• **作業内容**
a) 次の三つの記述が文書の抜粋の内容と一致するかを判定してください。(i)『月夜』は中綴じ冊子で、ページ数は32ページである。(ii)『月夜』は金村修の『TOMBSTONE PILE DRIVER』とは別の版元から刊行されている。(iii)野村佐紀子の写真が語る内容は、ひとつに定まっている。それぞれ「はい」か「いいえ」で答え、判断の根拠となる抜粋中の語句をそのまま引用してください。
b) 文書の抜粋のうち、「野村佐紀子の写真は饒舌である」から「幾通りの語りが存在している。」に至るまでのすべてを、一字も変えずに再掲してください。

• **文書の抜粋**
..........
野村佐紀子『月夜』は同じ版元であるリブロアルテから刊行されている金村修の『TOMBSTONE PILE DRIVER』と同様、同じ体裁の造本となっている。シリーズなのだろうか。だが金村同様に野村の写真もひと目見れば、すぐに野村佐紀子の写真であるとわかる。
男性のポートレート、花、スナップが淡々と並んでいる。中綴じ冊子でページ数にして32ページとわずかだが、限られた中で作品世界が濃縮されたように見応えがある。
野村佐紀子の写真は饒舌である。それも静謐な饒舌とでもいうような小声で、写真それ自身が見るものに語りかけてくる。ポートレートも花もスナップも、すべてが同様に並び、差異なく展開している。そして、一枚一枚のイメージが耳元で囁くように語りかけてくるようだ。その内容は見る人によって異なるであろう。だからひとつの語りはなく、幾通りの語りが存在している。
..........
(コレクション記録)

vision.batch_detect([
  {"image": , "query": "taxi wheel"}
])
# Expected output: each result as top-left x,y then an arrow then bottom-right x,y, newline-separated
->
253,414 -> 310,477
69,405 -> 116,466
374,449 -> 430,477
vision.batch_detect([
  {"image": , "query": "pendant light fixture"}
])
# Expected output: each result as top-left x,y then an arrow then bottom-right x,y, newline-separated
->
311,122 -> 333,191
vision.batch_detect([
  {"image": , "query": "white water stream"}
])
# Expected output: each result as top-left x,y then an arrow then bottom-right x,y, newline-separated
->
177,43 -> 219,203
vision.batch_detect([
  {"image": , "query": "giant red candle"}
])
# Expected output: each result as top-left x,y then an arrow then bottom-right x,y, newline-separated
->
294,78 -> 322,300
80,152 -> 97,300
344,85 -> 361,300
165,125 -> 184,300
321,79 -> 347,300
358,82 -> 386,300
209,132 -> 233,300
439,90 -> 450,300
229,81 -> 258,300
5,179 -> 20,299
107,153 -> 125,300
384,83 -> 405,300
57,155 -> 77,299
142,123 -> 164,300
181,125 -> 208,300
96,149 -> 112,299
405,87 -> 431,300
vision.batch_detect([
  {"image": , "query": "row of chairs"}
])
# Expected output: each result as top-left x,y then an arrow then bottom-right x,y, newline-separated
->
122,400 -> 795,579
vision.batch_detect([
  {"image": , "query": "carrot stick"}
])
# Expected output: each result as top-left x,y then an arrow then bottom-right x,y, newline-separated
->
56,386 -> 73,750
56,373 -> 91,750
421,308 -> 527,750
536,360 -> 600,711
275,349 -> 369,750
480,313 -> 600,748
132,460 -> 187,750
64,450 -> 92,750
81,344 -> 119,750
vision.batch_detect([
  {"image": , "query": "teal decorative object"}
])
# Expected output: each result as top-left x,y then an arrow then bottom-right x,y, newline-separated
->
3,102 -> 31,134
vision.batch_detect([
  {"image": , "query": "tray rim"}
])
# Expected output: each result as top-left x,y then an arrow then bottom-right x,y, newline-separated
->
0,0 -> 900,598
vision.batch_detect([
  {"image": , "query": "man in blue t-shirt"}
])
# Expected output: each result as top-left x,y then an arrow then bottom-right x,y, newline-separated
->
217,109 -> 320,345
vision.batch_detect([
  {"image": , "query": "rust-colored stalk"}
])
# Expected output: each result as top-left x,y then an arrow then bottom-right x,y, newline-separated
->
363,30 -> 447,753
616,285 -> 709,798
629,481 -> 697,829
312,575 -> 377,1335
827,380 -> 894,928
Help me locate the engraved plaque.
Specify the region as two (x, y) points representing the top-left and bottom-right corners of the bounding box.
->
..........
• **解答一覧**
a)
(i) はい。「中綴じ冊子でページ数にして32ページとわずかだが」
(ii) いいえ。「同じ版元であるリブロアルテから刊行されている金村修の『TOMBSTONE PILE DRIVER』と同様」
(iii) いいえ。「だからひとつの語りはなく、幾通りの語りが存在している」

b)
野村佐紀子の写真は饒舌である。それも静謐な饒舌とでもいうような小声で、写真それ自身が見るものに語りかけてくる。ポートレートも花もスナップも、すべてが同様に並び、差異なく展開している。そして、一枚一枚のイメージが耳元で囁くように語りかけてくるようだ。その内容は見る人によって異なるであろう。だからひとつの語りはなく、幾通りの語りが存在している。